--- Using the information ---
a) In the blog post about secrets, where did the writer first hide chocolates?
b) Say whether each statement agrees with the blog post about secrets, answering yes or no and quoting the words that decide it: (i) Toe tagged the writer along with two others. (ii) The writer hid chocolates in a canister labeled "SUGAR". (iii) The line found in the diary was written in all caps.
c) List every place the blog post about secrets names as a hiding place for the chocolates.

═════ Excerpt

When do we take old skeletons out of closets? -- we speculated. Will there be a time they wouldn't shock /embarass anymore? When we get to 60? 70? Beyond? At our deathbeds?
And now here comes Toe, high priestess of the kurokuro cult, upperclasswoman of the blogging society, tagging me and two other come-latelies to a meme, daring us to publish -- for anyone who cares to see -- five of our well-kept secrets.
Now, as blogger, I am told I come across as bubbly, funny, game-na-game. Not wanting to spoil this (mis)impression and eager as a beagle to fasttrack my mainstreaming into this cool, kewl society, I have agreed to dare and bare. Well, some.
Let me see. I guess the following secrets may now be declassified:
- Most dastardly secret: I sometimes keep chocolates from my children so I can have them all. I must be the most clever chocolate hider on earth. At first, I was so unimaginative I hid them under the bed. -- but they were soon tracked out. And so I looked for unlikely hiding places: inside a canister labeled "FLOUR," inside the medicine cabinet behind vile-looking bottle of scotch emulsion; on the altar back of Christ the King. Nights, when the pesky ones sleep the sleep of the unknowing, I stealthily rise to take the contraband from its hiding place and take it to bed with me while i read, relishing it morsel by divine morsel. Ah, this is the life, I used to murmur.
- Most aw-shucks secret: I lie to make each kid feel special. As if to neutralize dastardly act No. 1, I am sometimes capable of taking a small, delightful thing (e.g., an apple, a toy, a stationery set, a book) to one child, with an admonitiion to "hush-don't-tell the others-about it- you're-the-only-one- I am giving this too." What he doesnt know is next day or next week, I go to the next child with more or less the same gift, the same script. I like the way a child's face lights up when told he's the special one among so many and being handed a trophy as an evidence of it
- Most unpardonable secret: I read my daughters' diaries. Everyone says this is a no-no, but I can't help it. My excuse: I want to know what's happening in my children's lives -- whether they are happy or troubled." Well, I guess they have learned to live with it. While I was at it one day, straining to read my bunso's deliberately disfigured handwriting, I suddenly came across a line, all caps, boldface: "HI, MOM. I KNOW YOU'RE READING THIS. ENJOY! :) " Yup, my bonch is a brat.

══════════
═════ Given entries

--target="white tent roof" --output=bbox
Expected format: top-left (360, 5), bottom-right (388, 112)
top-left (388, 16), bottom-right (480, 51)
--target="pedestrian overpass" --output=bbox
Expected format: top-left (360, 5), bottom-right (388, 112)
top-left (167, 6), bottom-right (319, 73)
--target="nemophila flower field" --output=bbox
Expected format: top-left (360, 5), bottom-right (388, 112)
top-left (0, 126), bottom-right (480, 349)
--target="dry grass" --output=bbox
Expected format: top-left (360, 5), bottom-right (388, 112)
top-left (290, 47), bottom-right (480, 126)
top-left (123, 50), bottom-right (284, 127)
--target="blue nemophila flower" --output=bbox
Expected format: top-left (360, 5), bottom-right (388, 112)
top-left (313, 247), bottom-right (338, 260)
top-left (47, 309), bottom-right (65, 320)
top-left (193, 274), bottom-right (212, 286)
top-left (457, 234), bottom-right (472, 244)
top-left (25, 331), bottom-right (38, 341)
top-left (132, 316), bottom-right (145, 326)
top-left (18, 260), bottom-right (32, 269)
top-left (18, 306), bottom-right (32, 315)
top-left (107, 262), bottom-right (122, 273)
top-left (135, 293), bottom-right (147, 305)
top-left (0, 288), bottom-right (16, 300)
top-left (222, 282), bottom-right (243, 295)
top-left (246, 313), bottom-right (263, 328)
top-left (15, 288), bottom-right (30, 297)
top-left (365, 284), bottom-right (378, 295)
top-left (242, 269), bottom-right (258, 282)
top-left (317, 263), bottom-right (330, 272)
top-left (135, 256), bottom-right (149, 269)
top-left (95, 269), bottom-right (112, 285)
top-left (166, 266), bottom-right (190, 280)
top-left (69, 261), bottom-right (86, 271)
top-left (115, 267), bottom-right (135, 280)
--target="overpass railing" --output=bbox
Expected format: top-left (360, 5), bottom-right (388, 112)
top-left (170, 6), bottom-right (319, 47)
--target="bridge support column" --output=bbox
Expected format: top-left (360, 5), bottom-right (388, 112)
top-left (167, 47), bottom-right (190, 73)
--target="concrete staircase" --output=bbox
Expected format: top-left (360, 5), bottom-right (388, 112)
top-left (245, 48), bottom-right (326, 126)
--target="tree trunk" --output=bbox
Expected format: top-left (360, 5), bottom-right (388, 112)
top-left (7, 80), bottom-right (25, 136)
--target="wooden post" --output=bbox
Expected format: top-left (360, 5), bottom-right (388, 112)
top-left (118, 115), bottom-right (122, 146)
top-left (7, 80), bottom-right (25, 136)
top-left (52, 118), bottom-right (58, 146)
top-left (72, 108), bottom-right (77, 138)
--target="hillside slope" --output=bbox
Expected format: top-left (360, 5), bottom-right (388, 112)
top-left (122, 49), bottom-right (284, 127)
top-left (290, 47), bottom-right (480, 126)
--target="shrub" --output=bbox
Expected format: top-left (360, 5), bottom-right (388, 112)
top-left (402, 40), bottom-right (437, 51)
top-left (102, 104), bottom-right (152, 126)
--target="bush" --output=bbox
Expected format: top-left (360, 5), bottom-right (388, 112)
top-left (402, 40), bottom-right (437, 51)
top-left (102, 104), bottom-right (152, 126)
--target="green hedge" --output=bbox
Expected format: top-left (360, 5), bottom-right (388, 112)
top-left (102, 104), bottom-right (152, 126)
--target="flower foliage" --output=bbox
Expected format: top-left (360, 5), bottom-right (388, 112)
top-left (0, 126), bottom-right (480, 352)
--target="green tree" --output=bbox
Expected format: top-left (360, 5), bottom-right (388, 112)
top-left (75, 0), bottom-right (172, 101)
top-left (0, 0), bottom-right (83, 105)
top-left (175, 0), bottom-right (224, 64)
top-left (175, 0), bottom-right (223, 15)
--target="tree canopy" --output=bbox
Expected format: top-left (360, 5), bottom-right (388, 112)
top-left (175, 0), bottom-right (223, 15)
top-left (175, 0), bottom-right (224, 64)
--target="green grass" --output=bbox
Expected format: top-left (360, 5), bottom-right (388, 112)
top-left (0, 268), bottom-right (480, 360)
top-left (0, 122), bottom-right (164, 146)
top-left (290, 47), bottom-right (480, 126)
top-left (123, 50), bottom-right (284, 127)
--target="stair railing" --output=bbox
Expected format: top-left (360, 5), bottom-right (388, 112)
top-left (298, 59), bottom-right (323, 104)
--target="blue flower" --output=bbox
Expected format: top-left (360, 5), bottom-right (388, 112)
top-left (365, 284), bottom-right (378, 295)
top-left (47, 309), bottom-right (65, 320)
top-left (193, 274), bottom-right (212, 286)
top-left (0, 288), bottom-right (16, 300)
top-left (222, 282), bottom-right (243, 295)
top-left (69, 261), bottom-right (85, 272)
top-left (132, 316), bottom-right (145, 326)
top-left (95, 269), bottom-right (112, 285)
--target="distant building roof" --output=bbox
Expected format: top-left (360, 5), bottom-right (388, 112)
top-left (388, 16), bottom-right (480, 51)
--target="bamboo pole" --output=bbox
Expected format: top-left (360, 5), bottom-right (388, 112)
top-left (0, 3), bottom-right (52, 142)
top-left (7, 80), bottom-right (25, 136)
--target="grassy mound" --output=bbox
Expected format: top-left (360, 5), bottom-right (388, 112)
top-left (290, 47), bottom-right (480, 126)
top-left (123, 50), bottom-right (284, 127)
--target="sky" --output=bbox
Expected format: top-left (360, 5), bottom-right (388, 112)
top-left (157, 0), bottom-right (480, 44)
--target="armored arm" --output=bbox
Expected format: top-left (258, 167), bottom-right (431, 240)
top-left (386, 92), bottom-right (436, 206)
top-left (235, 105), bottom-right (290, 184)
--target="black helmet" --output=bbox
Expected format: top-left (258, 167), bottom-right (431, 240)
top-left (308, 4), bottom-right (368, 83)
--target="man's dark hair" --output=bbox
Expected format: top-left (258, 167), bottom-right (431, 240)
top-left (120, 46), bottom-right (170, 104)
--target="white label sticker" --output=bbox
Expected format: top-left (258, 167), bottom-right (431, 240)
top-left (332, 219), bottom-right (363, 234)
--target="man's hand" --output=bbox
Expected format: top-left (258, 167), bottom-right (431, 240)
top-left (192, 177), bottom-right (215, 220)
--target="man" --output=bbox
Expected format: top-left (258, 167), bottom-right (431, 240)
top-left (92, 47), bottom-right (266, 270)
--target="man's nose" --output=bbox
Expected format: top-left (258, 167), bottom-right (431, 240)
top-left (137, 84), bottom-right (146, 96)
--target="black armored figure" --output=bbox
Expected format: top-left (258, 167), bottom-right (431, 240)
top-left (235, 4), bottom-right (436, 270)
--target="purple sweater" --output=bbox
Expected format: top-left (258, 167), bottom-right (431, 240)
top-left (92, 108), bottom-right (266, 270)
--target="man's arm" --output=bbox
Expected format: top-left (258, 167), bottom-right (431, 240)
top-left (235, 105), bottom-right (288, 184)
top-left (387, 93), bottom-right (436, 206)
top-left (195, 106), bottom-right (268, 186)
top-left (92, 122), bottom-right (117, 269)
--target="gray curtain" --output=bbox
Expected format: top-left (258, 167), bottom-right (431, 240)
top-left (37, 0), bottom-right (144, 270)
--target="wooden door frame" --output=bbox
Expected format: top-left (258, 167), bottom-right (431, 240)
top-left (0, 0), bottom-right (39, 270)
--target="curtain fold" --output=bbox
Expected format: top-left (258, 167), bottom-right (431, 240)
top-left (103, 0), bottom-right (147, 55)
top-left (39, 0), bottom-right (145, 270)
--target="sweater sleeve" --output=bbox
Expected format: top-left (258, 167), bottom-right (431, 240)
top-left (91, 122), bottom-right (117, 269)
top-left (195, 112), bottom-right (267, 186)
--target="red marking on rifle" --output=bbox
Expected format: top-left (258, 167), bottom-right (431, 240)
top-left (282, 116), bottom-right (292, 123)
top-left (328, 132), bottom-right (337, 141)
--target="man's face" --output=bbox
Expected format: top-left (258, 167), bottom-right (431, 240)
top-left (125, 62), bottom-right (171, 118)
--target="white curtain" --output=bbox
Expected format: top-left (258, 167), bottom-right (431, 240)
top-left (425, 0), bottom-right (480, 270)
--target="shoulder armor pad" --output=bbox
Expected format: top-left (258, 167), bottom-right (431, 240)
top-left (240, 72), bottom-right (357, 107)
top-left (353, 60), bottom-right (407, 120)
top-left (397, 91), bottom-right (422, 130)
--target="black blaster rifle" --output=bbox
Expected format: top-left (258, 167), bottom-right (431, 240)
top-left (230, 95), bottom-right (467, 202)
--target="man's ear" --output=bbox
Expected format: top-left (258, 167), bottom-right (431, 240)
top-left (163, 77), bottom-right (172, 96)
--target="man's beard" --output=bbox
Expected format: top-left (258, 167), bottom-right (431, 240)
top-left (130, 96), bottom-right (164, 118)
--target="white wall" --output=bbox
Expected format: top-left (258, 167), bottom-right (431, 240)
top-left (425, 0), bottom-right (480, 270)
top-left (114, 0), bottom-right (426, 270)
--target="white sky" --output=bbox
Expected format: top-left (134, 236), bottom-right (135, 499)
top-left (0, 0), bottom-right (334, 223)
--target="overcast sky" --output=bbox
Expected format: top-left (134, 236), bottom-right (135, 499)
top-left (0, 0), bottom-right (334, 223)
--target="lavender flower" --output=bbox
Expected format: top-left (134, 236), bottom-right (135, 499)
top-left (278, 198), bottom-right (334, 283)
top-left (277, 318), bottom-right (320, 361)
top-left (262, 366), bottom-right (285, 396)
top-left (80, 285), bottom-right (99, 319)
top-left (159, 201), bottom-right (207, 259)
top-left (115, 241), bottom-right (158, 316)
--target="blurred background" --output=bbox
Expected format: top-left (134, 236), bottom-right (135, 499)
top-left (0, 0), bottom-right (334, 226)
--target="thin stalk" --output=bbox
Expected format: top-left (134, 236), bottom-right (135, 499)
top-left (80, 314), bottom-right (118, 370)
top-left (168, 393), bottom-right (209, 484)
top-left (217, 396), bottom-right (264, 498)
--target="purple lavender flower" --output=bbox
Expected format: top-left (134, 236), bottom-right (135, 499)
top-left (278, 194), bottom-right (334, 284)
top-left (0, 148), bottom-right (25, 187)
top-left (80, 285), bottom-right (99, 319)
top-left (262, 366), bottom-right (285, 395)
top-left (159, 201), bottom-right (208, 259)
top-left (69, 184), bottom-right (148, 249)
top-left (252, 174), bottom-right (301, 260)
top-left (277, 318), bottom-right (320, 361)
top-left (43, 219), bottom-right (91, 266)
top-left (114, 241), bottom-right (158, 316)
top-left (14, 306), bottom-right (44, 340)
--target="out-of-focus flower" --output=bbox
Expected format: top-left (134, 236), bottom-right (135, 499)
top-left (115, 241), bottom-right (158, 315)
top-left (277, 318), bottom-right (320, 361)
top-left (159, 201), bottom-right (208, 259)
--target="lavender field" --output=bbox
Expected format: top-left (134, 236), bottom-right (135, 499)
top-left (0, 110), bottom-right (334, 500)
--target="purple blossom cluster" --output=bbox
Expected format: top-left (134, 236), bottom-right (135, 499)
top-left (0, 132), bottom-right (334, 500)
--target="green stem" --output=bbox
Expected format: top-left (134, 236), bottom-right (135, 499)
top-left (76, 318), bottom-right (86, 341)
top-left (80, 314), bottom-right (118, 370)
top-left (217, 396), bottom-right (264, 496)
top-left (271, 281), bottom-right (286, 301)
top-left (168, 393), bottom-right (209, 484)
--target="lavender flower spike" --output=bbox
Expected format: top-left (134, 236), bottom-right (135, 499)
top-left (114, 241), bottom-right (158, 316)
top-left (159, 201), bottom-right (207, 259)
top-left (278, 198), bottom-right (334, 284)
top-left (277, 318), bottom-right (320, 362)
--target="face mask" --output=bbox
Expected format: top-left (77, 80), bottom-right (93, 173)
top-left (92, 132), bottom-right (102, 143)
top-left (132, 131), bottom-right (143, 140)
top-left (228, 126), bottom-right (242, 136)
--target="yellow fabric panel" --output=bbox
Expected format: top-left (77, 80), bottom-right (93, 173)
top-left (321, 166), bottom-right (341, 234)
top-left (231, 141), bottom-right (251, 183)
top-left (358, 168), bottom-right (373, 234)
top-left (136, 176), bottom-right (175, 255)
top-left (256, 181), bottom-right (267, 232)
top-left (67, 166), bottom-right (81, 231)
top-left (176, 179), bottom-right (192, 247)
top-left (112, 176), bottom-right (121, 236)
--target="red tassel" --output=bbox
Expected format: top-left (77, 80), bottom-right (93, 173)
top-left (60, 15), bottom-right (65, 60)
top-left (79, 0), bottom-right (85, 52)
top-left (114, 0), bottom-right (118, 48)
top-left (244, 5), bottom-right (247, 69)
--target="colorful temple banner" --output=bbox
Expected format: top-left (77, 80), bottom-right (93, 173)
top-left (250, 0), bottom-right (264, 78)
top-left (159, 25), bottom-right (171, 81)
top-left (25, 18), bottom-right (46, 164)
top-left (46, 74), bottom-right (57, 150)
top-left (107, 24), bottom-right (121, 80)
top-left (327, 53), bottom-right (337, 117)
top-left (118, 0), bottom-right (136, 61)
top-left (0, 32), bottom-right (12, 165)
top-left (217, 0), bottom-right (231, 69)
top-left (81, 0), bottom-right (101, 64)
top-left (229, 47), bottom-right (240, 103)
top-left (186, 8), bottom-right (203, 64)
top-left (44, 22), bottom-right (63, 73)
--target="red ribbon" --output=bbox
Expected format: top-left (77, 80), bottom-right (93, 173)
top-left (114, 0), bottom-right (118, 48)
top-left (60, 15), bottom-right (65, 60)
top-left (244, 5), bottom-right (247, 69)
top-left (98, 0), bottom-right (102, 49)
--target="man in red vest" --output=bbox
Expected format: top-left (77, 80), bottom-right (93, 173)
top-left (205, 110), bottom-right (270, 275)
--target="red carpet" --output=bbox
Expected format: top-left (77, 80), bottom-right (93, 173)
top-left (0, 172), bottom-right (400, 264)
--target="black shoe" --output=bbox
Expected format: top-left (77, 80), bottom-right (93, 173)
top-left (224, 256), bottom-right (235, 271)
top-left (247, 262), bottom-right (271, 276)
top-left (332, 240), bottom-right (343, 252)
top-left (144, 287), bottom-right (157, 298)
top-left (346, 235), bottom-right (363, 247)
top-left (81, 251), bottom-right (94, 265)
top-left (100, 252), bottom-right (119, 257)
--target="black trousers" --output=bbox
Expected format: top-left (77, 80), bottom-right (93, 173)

══════════

--- Answers to the problems ---
a) Under the bed.

b)
(i) Yes: "tagging me and two other come-latelies to a meme"
(ii) No: "inside a canister labeled "FLOUR,""
(iii) Yes: "all caps, boldface"

c)
- Under the bed
- Inside a canister labeled "FLOUR"
- Inside the medicine cabinet, behind a vile-looking bottle of scotch emulsion
- On the altar, back of Christ the King